--- Provided records ---

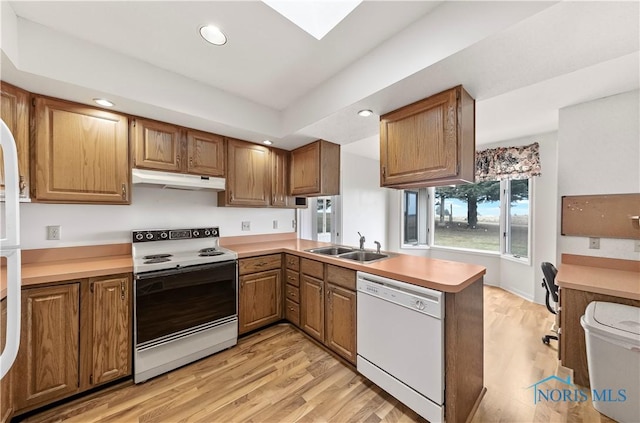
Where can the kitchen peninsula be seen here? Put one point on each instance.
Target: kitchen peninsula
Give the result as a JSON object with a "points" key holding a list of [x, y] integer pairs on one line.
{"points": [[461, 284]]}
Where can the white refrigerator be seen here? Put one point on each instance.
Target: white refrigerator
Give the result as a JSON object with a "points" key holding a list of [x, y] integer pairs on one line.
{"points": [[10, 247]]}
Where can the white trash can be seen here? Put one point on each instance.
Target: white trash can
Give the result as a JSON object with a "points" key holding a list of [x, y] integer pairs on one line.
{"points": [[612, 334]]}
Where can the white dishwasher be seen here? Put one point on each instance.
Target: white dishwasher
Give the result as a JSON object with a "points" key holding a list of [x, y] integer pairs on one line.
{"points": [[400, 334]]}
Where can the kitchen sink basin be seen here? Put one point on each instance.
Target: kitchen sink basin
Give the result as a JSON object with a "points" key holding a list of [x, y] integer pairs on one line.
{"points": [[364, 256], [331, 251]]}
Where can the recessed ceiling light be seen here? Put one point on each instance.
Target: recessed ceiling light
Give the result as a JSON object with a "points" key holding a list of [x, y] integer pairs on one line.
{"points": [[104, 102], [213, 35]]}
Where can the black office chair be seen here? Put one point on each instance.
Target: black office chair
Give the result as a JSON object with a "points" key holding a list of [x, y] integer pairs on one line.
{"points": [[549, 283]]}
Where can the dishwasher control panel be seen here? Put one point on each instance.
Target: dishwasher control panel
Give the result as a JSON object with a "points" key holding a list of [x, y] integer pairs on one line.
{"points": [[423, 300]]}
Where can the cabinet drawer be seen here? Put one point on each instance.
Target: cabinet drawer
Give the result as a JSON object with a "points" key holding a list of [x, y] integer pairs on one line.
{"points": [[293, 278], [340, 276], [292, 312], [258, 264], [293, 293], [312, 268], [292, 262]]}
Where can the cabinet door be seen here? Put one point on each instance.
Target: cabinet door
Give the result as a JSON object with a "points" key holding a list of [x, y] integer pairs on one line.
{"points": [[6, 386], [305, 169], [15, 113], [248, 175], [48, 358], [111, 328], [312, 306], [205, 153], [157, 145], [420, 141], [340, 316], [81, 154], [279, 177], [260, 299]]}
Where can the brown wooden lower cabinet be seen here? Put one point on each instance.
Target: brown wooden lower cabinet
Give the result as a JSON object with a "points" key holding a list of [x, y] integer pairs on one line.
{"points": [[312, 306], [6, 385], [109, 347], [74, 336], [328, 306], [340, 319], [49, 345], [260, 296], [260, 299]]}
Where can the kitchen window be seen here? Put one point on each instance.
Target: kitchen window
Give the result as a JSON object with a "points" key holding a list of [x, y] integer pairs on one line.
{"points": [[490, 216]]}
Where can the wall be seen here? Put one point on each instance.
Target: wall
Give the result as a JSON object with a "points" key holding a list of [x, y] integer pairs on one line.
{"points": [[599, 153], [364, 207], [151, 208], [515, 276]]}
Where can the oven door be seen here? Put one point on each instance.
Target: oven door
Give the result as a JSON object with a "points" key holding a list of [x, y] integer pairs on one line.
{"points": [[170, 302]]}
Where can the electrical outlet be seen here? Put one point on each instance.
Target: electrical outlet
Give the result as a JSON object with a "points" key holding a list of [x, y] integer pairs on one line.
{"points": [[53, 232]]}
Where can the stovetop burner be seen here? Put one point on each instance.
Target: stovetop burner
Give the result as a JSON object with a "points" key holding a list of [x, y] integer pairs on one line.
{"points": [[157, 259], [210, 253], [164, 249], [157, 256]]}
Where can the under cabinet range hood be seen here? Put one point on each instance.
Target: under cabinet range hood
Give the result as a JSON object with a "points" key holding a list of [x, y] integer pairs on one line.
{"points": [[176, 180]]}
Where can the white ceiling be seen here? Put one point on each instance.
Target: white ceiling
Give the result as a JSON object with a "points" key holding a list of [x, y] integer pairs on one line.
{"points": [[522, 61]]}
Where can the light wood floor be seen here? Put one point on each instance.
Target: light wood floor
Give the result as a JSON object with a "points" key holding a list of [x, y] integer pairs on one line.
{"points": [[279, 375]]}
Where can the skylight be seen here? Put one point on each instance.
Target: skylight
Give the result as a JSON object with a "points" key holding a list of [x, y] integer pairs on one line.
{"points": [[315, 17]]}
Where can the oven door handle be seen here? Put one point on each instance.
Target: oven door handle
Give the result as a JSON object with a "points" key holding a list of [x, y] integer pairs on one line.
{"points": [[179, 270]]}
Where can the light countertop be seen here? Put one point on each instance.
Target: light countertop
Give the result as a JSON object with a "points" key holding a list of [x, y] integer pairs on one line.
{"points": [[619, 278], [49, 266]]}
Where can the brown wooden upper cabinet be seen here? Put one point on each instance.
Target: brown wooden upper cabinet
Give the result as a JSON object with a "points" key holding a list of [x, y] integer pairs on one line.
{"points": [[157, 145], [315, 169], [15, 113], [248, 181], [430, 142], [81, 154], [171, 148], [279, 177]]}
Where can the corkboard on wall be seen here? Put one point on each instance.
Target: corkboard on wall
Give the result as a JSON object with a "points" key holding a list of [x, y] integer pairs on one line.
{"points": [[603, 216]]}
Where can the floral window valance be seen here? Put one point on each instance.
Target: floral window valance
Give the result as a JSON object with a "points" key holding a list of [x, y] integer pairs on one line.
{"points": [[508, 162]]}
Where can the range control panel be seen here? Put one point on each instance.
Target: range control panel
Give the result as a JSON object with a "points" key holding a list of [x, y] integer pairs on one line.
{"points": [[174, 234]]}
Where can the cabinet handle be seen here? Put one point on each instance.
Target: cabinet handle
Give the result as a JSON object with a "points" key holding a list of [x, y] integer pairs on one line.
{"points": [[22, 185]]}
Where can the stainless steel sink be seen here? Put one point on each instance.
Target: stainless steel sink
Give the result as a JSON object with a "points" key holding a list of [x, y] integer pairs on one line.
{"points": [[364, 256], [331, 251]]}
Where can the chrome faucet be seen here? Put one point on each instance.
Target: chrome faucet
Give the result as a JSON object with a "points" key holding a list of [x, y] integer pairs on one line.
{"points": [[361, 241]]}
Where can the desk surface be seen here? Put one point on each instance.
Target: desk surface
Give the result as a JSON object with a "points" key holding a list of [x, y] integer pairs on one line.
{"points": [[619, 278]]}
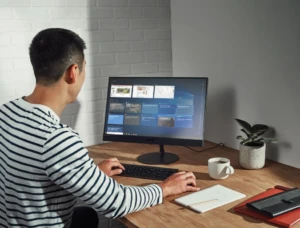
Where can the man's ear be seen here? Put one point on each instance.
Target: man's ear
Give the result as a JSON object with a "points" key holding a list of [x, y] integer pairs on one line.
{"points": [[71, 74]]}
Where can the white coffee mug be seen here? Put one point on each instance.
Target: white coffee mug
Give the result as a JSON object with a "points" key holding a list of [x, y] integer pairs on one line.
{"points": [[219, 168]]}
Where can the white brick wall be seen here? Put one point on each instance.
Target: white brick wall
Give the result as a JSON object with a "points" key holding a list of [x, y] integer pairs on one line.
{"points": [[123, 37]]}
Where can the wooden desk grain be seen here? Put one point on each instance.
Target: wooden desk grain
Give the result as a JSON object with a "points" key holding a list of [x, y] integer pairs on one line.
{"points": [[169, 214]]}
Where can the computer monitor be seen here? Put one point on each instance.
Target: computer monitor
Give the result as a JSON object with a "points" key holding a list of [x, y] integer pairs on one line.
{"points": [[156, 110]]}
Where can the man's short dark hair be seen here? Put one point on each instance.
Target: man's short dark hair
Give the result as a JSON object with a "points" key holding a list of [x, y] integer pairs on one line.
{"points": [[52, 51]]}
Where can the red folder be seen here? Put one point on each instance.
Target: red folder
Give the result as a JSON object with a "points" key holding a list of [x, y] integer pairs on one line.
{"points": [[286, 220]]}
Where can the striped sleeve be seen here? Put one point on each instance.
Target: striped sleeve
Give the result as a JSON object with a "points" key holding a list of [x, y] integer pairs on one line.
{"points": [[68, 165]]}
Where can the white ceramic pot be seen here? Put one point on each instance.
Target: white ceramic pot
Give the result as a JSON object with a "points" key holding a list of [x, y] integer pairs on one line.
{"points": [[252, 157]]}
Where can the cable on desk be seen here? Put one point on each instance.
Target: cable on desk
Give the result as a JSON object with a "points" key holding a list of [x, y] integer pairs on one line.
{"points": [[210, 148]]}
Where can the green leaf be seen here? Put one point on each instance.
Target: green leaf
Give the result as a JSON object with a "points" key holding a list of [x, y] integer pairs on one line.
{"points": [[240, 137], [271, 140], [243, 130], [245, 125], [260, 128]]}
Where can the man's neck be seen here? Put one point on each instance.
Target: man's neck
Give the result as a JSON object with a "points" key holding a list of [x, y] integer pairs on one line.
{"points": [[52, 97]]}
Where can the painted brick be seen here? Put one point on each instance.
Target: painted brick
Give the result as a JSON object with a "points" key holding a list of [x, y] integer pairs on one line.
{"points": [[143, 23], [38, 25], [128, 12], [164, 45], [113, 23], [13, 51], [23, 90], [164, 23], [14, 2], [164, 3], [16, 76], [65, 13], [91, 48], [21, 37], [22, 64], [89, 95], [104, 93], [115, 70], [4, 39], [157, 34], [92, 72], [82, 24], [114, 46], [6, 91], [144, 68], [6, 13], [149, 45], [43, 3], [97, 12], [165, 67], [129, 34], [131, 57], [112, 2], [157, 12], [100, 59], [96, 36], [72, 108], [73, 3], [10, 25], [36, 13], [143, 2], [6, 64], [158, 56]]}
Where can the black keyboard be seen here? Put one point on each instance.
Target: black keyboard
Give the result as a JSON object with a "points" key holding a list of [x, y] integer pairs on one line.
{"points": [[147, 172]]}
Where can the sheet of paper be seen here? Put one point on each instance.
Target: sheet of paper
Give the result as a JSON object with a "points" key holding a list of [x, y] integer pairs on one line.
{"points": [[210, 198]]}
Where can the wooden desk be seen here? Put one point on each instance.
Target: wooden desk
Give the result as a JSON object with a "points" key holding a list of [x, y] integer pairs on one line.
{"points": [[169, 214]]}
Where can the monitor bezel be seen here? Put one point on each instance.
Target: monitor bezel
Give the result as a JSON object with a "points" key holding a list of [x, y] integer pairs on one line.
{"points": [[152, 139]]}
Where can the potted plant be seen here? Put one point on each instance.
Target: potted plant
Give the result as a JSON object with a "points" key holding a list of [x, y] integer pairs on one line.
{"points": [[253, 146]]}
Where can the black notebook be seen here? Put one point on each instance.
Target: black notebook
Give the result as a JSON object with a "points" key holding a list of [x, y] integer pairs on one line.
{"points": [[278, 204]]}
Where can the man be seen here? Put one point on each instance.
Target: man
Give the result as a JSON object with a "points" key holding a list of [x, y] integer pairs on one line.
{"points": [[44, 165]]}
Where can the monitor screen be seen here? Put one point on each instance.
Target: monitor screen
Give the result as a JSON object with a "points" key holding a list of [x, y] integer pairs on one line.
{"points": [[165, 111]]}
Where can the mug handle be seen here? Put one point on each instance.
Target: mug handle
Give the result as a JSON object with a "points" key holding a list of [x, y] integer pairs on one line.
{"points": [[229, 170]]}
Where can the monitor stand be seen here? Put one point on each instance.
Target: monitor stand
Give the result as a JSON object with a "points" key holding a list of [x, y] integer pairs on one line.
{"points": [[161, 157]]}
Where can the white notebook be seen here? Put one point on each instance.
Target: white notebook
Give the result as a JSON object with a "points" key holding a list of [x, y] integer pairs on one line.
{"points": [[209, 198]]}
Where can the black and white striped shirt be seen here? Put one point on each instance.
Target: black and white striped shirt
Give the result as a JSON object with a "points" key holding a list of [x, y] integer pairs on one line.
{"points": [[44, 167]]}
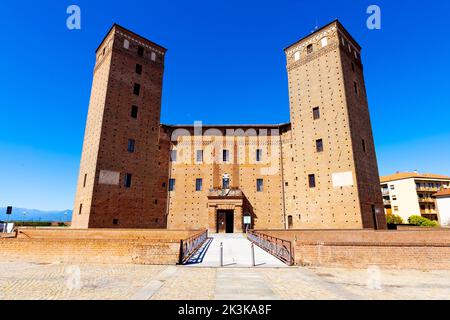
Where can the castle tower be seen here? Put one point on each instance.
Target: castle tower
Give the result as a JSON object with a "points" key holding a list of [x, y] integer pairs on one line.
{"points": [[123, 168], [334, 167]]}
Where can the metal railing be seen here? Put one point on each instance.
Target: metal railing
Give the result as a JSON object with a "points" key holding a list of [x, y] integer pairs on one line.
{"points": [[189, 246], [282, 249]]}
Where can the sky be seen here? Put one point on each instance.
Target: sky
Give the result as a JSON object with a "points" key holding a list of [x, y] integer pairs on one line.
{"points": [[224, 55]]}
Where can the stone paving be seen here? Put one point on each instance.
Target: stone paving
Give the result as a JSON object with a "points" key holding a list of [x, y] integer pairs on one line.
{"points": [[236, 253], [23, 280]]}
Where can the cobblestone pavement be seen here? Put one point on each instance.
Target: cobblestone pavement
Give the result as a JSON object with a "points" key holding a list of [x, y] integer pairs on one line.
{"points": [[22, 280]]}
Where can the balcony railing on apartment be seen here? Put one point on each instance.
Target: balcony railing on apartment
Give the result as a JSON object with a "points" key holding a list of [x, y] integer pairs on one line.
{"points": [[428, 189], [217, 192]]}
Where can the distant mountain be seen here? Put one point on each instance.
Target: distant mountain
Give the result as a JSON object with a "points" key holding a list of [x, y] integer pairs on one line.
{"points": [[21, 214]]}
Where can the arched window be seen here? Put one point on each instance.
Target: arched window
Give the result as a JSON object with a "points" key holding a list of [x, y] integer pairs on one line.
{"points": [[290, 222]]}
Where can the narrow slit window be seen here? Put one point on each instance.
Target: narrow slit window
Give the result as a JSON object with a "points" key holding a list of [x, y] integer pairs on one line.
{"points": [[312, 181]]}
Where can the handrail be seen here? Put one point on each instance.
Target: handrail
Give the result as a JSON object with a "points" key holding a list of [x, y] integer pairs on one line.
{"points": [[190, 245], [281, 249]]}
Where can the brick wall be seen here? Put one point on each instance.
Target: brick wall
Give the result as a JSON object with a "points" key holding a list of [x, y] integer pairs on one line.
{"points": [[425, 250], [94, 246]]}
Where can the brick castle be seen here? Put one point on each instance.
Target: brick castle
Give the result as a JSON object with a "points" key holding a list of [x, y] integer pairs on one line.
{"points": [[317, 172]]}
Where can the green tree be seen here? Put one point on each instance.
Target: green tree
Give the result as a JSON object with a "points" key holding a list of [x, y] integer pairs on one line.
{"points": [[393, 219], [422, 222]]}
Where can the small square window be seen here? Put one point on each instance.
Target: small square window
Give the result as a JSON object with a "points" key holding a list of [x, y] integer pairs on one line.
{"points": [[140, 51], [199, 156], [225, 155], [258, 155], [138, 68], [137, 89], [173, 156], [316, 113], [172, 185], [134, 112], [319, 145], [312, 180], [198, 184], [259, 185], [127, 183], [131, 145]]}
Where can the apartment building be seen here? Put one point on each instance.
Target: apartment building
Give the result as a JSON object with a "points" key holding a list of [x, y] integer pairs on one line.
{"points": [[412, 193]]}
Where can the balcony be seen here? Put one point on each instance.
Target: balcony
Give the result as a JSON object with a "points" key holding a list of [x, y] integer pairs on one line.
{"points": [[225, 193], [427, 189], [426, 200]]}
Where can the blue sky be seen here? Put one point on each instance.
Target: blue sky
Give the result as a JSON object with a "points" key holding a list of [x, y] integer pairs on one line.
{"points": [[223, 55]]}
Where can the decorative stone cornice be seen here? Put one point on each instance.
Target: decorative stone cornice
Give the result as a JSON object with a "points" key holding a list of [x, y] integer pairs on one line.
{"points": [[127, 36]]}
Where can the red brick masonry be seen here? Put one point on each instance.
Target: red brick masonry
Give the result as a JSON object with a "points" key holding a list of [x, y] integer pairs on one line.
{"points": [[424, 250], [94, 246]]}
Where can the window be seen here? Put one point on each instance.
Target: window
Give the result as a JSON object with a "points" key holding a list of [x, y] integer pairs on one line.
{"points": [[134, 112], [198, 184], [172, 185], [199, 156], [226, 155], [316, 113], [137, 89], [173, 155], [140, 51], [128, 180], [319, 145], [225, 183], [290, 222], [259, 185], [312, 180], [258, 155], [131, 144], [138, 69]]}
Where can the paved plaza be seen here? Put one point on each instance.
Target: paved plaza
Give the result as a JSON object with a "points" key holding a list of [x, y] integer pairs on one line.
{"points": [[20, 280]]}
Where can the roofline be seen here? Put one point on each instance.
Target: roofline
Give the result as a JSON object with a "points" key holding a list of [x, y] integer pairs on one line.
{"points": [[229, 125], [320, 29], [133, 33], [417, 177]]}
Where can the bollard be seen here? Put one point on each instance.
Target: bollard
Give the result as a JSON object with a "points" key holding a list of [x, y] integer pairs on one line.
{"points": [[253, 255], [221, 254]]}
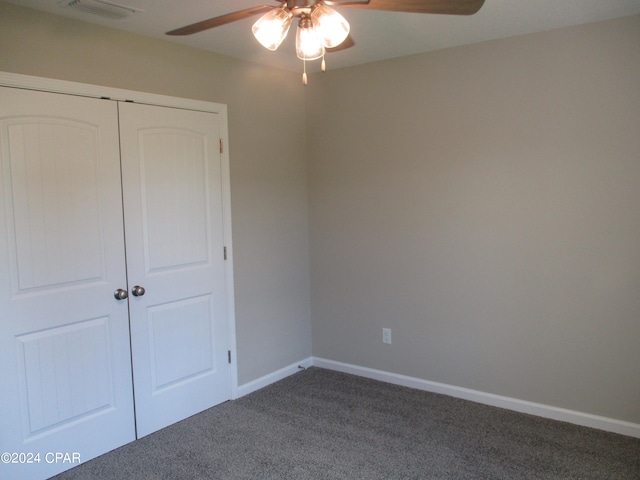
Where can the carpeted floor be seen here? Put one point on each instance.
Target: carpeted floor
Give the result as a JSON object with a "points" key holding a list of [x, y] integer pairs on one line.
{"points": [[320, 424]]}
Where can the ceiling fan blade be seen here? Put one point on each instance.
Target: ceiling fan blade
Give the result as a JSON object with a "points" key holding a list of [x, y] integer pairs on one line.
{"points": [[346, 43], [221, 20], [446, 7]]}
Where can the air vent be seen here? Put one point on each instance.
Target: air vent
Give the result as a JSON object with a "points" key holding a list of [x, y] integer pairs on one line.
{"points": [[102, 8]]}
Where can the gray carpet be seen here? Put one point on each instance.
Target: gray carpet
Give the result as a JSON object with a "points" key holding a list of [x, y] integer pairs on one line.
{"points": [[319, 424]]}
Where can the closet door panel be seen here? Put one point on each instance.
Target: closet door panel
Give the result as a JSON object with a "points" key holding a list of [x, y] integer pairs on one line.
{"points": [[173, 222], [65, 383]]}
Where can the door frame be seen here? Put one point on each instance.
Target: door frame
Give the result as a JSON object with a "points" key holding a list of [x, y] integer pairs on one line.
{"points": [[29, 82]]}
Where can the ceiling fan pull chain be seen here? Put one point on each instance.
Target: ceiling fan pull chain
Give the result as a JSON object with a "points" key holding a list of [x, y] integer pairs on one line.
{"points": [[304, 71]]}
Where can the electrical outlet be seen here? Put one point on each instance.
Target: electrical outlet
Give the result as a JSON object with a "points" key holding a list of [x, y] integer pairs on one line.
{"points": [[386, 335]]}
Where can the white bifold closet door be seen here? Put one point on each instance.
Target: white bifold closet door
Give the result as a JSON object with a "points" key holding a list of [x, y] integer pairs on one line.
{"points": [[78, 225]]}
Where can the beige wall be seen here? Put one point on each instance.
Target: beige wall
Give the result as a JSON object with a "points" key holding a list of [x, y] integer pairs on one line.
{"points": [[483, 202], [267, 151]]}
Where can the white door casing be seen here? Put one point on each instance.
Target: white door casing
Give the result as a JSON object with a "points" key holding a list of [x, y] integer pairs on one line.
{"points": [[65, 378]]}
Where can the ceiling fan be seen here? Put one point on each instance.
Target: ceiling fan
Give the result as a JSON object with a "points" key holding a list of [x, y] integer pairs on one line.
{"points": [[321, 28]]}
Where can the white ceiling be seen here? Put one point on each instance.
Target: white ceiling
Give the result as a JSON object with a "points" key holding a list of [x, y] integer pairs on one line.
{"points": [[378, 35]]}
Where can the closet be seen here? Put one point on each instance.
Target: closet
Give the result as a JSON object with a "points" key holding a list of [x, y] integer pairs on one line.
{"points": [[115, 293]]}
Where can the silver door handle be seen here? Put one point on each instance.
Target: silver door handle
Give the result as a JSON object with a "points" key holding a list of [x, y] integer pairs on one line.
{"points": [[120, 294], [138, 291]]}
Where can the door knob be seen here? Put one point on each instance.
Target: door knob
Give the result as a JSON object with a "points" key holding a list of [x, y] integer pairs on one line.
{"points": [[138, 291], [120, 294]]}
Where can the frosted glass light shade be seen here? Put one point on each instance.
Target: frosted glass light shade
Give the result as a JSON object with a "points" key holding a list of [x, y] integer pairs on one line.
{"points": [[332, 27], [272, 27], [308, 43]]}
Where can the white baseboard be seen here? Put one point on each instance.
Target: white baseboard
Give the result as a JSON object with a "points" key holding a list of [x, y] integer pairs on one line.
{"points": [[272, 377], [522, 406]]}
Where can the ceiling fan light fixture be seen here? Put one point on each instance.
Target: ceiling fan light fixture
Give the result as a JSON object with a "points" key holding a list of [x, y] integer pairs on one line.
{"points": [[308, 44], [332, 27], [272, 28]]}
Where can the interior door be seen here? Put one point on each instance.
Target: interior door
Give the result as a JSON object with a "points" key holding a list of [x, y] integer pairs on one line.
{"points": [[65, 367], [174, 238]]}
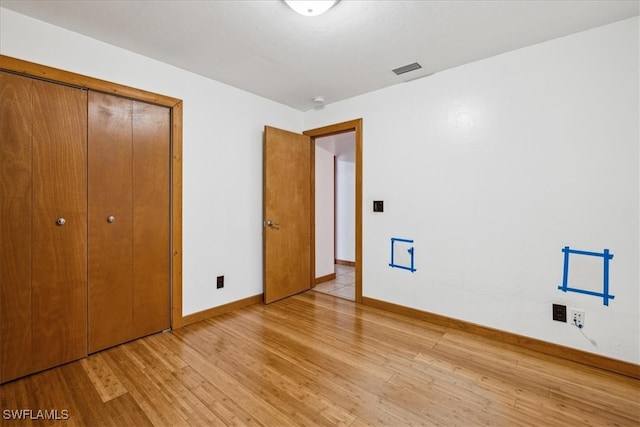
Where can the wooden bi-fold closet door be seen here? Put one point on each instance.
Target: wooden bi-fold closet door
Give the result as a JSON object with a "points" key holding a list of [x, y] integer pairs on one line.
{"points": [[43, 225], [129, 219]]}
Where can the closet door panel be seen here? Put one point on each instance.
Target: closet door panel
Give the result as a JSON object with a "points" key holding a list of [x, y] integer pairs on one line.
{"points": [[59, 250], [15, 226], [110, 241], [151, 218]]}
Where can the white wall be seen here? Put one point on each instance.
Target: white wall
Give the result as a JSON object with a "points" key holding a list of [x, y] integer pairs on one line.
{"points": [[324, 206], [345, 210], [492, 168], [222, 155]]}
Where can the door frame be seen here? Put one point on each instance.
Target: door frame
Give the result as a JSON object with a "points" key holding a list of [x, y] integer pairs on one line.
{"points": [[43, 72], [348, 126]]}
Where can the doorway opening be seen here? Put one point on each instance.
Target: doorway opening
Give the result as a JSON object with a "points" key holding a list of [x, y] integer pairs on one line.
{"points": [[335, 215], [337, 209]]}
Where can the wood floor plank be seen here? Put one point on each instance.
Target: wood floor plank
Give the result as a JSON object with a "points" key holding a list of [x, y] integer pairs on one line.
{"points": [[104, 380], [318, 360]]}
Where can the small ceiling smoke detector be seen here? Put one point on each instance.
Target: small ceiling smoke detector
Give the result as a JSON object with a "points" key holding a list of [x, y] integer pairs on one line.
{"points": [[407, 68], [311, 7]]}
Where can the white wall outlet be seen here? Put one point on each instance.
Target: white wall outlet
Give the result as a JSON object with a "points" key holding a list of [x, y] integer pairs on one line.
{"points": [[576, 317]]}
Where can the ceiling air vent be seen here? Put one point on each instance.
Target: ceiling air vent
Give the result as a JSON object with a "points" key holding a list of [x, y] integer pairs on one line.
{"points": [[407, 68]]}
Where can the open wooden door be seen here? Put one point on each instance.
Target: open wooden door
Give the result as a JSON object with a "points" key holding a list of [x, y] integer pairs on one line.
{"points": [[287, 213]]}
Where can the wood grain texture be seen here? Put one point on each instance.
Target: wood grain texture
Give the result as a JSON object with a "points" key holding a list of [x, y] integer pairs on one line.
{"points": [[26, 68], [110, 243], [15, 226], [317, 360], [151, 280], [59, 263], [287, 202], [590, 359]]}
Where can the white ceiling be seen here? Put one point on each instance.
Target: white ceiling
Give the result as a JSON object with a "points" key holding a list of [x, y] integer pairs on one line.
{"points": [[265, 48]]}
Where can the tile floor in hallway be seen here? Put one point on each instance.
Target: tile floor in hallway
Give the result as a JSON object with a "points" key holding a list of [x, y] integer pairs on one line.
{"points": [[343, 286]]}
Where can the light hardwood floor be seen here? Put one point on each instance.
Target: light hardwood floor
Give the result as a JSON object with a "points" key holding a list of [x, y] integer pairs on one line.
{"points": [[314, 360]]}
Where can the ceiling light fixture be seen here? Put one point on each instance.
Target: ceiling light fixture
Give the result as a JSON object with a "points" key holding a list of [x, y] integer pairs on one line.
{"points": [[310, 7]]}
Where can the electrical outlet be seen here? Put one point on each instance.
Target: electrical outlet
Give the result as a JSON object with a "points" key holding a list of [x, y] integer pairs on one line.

---

* _Work to complete_: Only the lines from the one containing "Where can the ceiling air" through the end of the entries above belong in the answer; repeat them exactly.

* _Written answer_:
Where can the ceiling air vent be seen here? Put one point on each instance.
Target: ceiling air vent
Give the result as a JSON object with a "points" key holding a list of [x, y] integer pairs on one line.
{"points": [[407, 68]]}
Where can the open wooden door be seen here? Put one point on each instance.
Target: open wooden door
Give the result as a JSON object with a "points" key holding a list of [x, y] integer pairs on one line.
{"points": [[287, 213]]}
Where can the wood grain texture be seen here? Put one point on each instance.
Target: wood grain texture
Give the result as a JSON object with a "points" key holding a list of [x, y] integer pairs on one line.
{"points": [[26, 68], [110, 243], [15, 226], [317, 360], [151, 280], [59, 263], [287, 202], [590, 359]]}
Where can the white ceiling be seen here? Put one point on each instance.
Target: white ceiling
Give the result as a JSON object with a "points" key holding a list of [x, y] integer pairs on one line.
{"points": [[265, 48]]}
Where can the tile floor in hallway be seen here? Put one point on each instance.
Target: tile floor in hallway
Give the result as a JSON object with a "points" key holding a list of [x, y] integer pairs on one line.
{"points": [[343, 286]]}
Where can the light hardwood floor be seen here? Put one point on each instance.
Target: light hardwood floor
Give the result as a JSON object with a "points" key holding a list of [x, y] integer pairs on one line.
{"points": [[314, 360]]}
Where can the ceiling light fixture be seen here? Put one point on each instance.
Target: ceiling light fixture
Give the result as a JSON object with a "points" key holding a list of [x, y] integer pairs on one line.
{"points": [[310, 7]]}
Where can the electrical outlet be seen here? Put one point on each instance.
Target: electrical outlet
Give the result as a JSON object with a "points" key holding a list of [x, y] integer pairs on one line.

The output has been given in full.